Vaidehi apresentou o Kuchipudi como uma das oito principais formas de dança clássica indiana, desenvolvida sobre os fundamentos do Natya Shastra de Bharata Muni, o Santo Graal das artes performáticas indianas. As suas raízes remontam à vila de Kanchelapuram, no distrito de Krishna, em Andhra Pradesh, no sul da Índia. A princípio realizada exclusivamente por homens, surgiu como uma oferenda sagrada de veneração às divindades nos templos.
Aludindo aos encantos únicos do Kuchipudi, Vaidehi enfatizou que a arte do drama é fundamental para esta forma de dança. Os três principais constituintes do Kuchipudi são:
Nritta – demonstra a técnica do artista a conter uma fusão rítmica e sinfónica de ritmo, movimento e coordenação.
Nritya – envolve rotinas de dança mais lentas repletas de emoções evocadas por meio de expressões faciais e gestos com as mãos.
Natya – é a encenação na qual os movimentos de dança estabelecem personagens e retratam uma narrativa mitológica.
Além disso, os gestos, as expressões faciais, a melodiosa música carnática, juntamente com os ornamentos e trajes, são elementos integrais que se unem em meticulosa sincronização. Estes unem-se em movimentos complexos, como saltos altos e curvas rápidas que são características do Kuchipudi. A sincronização labial com a música traz a narrativa viva para o público. As sequências geralmente começam com uma invocação divina e compreendem subsequências de exibição de dança técnica e representações de narrativas mitológicas.
Um artista a solo interpreta muitas vezes várias personagens no Kuchipudi e é fundamental que ele/ela atue de forma a dar vida a cada parte desempenhada. Isto alude subtilmente aos vários papéis que o ser humano desempenha na vida – como o de filho, cônjuge, pai, mãe, profissional, cidadão, entre outros. Talvez esta seja uma referência velada na qual nos possamos inspirar, incorporando os nossos papéis no acto da vida com plenitude, de maneira aprimorada e equilibrada.
À medida que Vaidehi representava a mitologia através da dança, as barreiras linguísticas eram eliminadas pelas suas expressões, gestos, posturas e movimentos. Foi fascinante perceber que muitos jovens membros do público que não tiveram nenhum contato anterior com a dança clássica, expressaram o seu encantamento com a apresentação.

◆ ◆ ◆ ◆

TAREFA PROPOSTA A:
Repete palavra por palavra as linhas da listagem, do início até à linha com "(1146, 183)", inclusive. Deixa as imagens fora da resposta.

DADOS DA TAREFA:
◆ ◆ ◆ ◆

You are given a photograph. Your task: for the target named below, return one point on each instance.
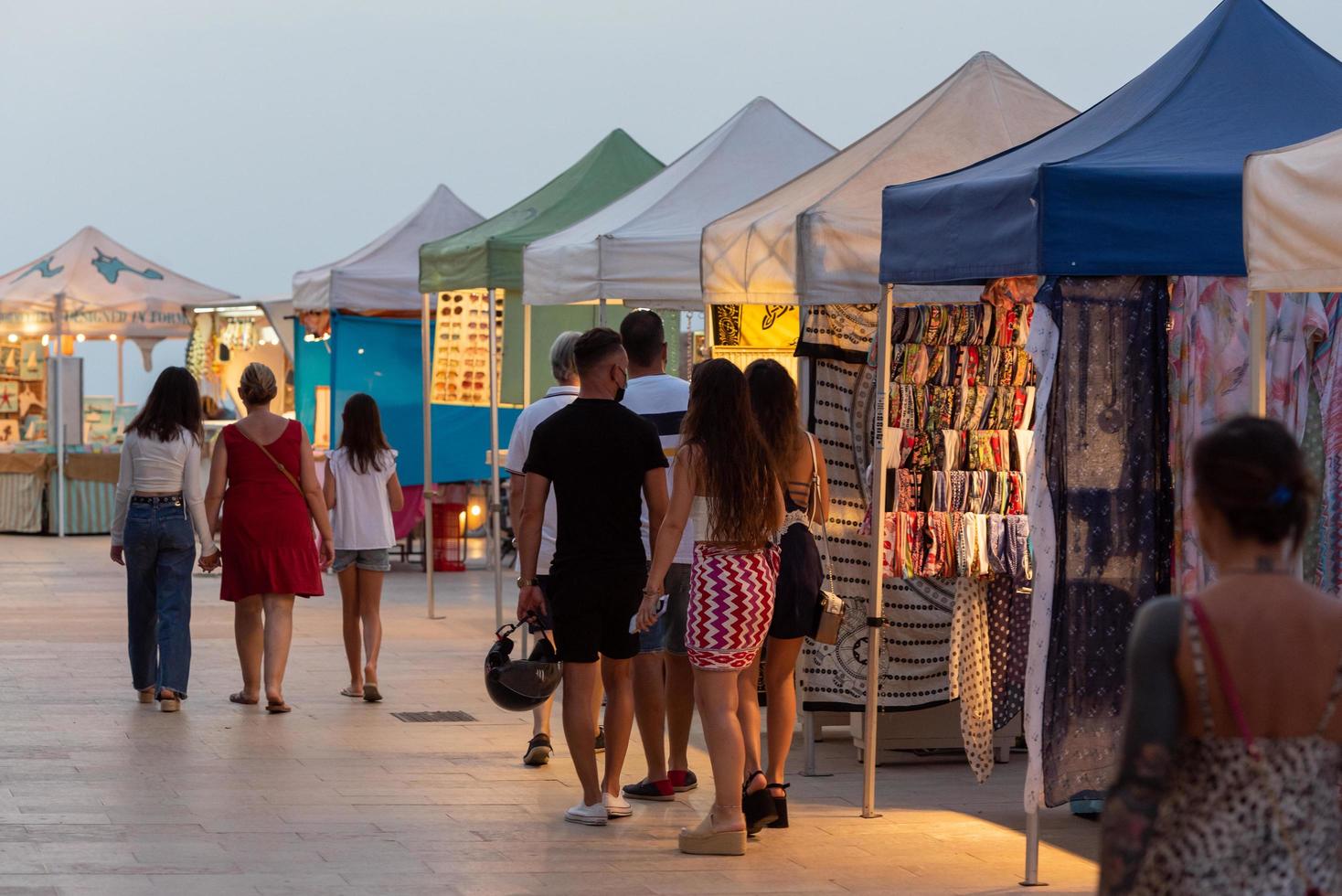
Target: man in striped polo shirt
(663, 684)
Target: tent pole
(1258, 352)
(427, 369)
(875, 606)
(1032, 849)
(495, 503)
(527, 355)
(60, 420)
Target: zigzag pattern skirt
(730, 605)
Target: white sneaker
(585, 815)
(616, 806)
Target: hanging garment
(972, 674)
(1107, 450)
(1208, 373)
(1327, 381)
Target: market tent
(1147, 181)
(383, 275)
(489, 255)
(645, 246)
(817, 238)
(1293, 216)
(102, 289)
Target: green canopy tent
(489, 256)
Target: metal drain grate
(439, 715)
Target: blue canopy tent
(1146, 183)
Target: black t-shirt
(596, 455)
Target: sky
(240, 143)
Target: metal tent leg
(1032, 850)
(427, 367)
(875, 606)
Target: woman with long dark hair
(723, 485)
(263, 475)
(158, 502)
(800, 467)
(1232, 754)
(363, 493)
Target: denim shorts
(373, 560)
(667, 634)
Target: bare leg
(370, 614)
(349, 605)
(679, 687)
(619, 720)
(280, 637)
(579, 731)
(779, 668)
(748, 714)
(541, 718)
(650, 711)
(717, 695)
(247, 634)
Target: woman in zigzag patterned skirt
(725, 485)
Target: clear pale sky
(238, 143)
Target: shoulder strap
(1195, 645)
(1223, 674)
(272, 459)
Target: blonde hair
(257, 385)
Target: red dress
(267, 533)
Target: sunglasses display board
(462, 347)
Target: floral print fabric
(1209, 379)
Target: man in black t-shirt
(602, 460)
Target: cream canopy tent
(384, 274)
(94, 286)
(1293, 216)
(645, 244)
(817, 238)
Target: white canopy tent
(94, 286)
(816, 239)
(1293, 216)
(645, 244)
(384, 274)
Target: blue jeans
(160, 549)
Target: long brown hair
(736, 465)
(361, 433)
(174, 404)
(773, 396)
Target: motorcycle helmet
(521, 684)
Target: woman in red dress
(263, 475)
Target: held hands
(530, 600)
(648, 608)
(326, 554)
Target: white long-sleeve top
(151, 467)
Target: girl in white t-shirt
(361, 494)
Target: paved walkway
(100, 795)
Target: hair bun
(257, 385)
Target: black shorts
(592, 612)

◆ ◆ ◆ ◆

TAREFA PROPOSTA B:
Cita do texto sobre o Kuchipudi o trecho que vai de "Um artista a" até "com a apresentação.", inclusive.

RESPOSTA COMPLETA A:
You are given a photograph. Your task: for the target named below, return one point on each instance.
Target: man in striped polo shirt
(663, 684)
Target: tent pole
(1258, 352)
(427, 369)
(875, 606)
(1032, 849)
(495, 503)
(527, 355)
(60, 420)
Target: zigzag pattern skirt
(730, 605)
Target: white sneaker
(585, 815)
(616, 806)
Target: hanging garment
(972, 674)
(1107, 450)
(1208, 373)
(1327, 381)
Target: market tent
(1147, 181)
(383, 275)
(489, 255)
(645, 246)
(817, 238)
(1293, 216)
(102, 289)
Target: green canopy tent
(489, 256)
Target: metal drain grate
(439, 715)
Target: blue canopy tent
(1146, 183)

RESPOSTA COMPLETA B:
Um artista a solo interpreta muitas vezes várias personagens no Kuchipudi e é fundamental que ele/ela atue de forma a dar vida a cada parte desempenhada. Isto alude subtilmente aos vários papéis que o ser humano desempenha na vida – como o de filho, cônjuge, pai, mãe, profissional, cidadão, entre outros. Talvez esta seja uma referência velada na qual nos possamos inspirar, incorporando os nossos papéis no acto da vida com plenitude, de maneira aprimorada e equilibrada.
À medida que Vaidehi representava a mitologia através da dança, as barreiras linguísticas eram eliminadas pelas suas expressões, gestos, posturas e movimentos. Foi fascinante perceber que muitos jovens membros do público que não tiveram nenhum contato anterior com a dança clássica, expressaram o seu encantamento com a apresentação.